DOCUMENT EXCERPT ->
Training data quality does matter but even with "perfect" data and a prompt in the training data it can still happen. LLMs don't actually know anything and they also don't know what they don't know.

https://arxiv.org/abs/2401.11817

2 comments

> they also don't know what they don't know

they sort of do tho:

https://transformer-circuits.pub/2025/introspection/index.ht...

I won't quibble even though I likely should. Have to remember this is HN and companies need to shill their work otherwise ... Yes.

I will play along and assume this is sound. 10-40% +/- 10% is along the lines of "sort of" in a completely unreliable, unguaranteed and unproven way sure.

That’s not the only issue. They also have the problem that they’re built to always give an affirmative answer and to use authoritative wording, even when confidence is low. If they were trained to answer “I don’t know” instead of guessing, they’d hallucinate a lot less, but nobody seems to want that.

It calls to mind the issue of search engines that refuse to return “0 results found” anymore. Now they all try to give you related but ultimately incorrect results.

To me, that feels like gaslighting. It’s like if you ask someone to buy cheddar cheese at the store and they come back with mozzarella, and instead of admitting that the store was out of cheddar, they try to convince you that you actually really want mozzarella.

MATERIAL PROVIDED ->
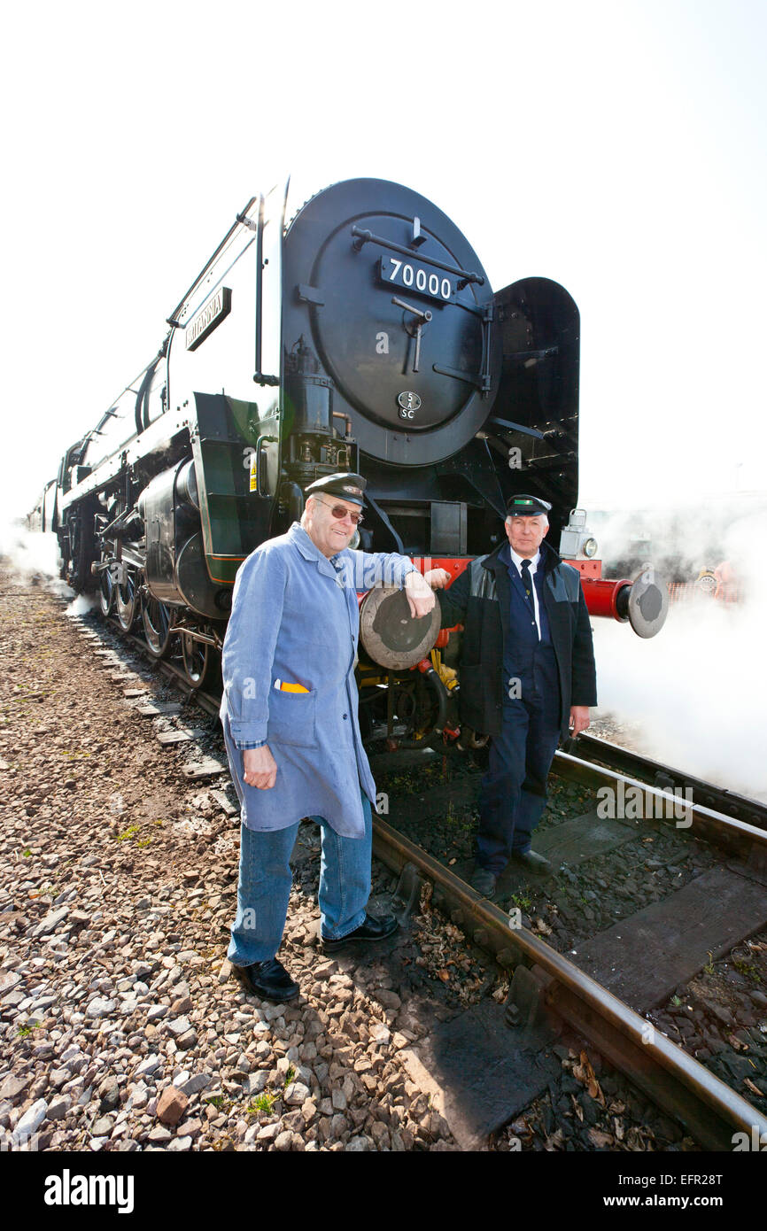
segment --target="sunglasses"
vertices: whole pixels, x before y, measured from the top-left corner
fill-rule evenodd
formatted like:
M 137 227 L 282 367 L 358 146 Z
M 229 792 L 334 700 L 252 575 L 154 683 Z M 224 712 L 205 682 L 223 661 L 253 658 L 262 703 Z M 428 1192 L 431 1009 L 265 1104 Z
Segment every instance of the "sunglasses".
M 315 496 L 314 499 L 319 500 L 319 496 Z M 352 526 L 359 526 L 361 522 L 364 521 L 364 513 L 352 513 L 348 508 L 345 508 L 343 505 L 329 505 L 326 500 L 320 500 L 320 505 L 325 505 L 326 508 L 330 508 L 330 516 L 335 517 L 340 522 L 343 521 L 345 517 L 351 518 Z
--
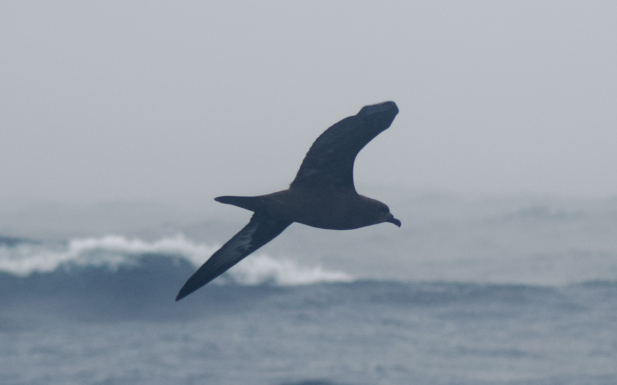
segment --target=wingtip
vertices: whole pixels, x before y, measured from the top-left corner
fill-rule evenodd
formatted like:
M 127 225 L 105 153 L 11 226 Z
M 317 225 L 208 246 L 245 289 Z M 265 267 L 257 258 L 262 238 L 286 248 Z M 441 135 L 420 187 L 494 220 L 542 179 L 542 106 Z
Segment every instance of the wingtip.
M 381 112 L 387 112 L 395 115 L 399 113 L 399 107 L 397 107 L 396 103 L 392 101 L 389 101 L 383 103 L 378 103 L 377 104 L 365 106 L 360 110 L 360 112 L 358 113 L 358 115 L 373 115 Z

PROBLEMS AND TASKS ->
**1.** Answer these questions using the comment thread on LLM hallucination:
(a) In the shopping example, what does the person bring back instead of cheddar cheese?
(b) What message do search engines refuse to return anymore, according to the thread?
(c) What figures does one commenter call "sort of" in an unreliable way?
**2.** Write the next part of the comment thread on LLM hallucination, picking up after its last comment.

RESPONSES TO THE EXERCISE ->
**1.**
(a) Mozzarella.
(b) "0 results found."
(c) 10-40% +/- 10%.

**2.**
> If they were trained to answer “I don’t know”

If they were trained that an answe of "I don't know" was an acceptable answer, the model would be prone to always say "I don't know" because it's a universally acceptable answer.

It's a better answer even if it does "know".

That could be fixed with the right scoring scheme in training. The SAT exam (for college-bound high school students in the US) used a scheme like this for multiple choice questions. Correct answers are awarded 3 points (with choices a,b,c,d), incorrect answers are penalized with -1 point, and leaving the answer blank (equivalent to "I don't know") is worth 0 points. This way, the expected value of guessing a random answer when the student doesn't know is 0 points so you might as well leave it blank if your confidence in the answer is no better than a random guess.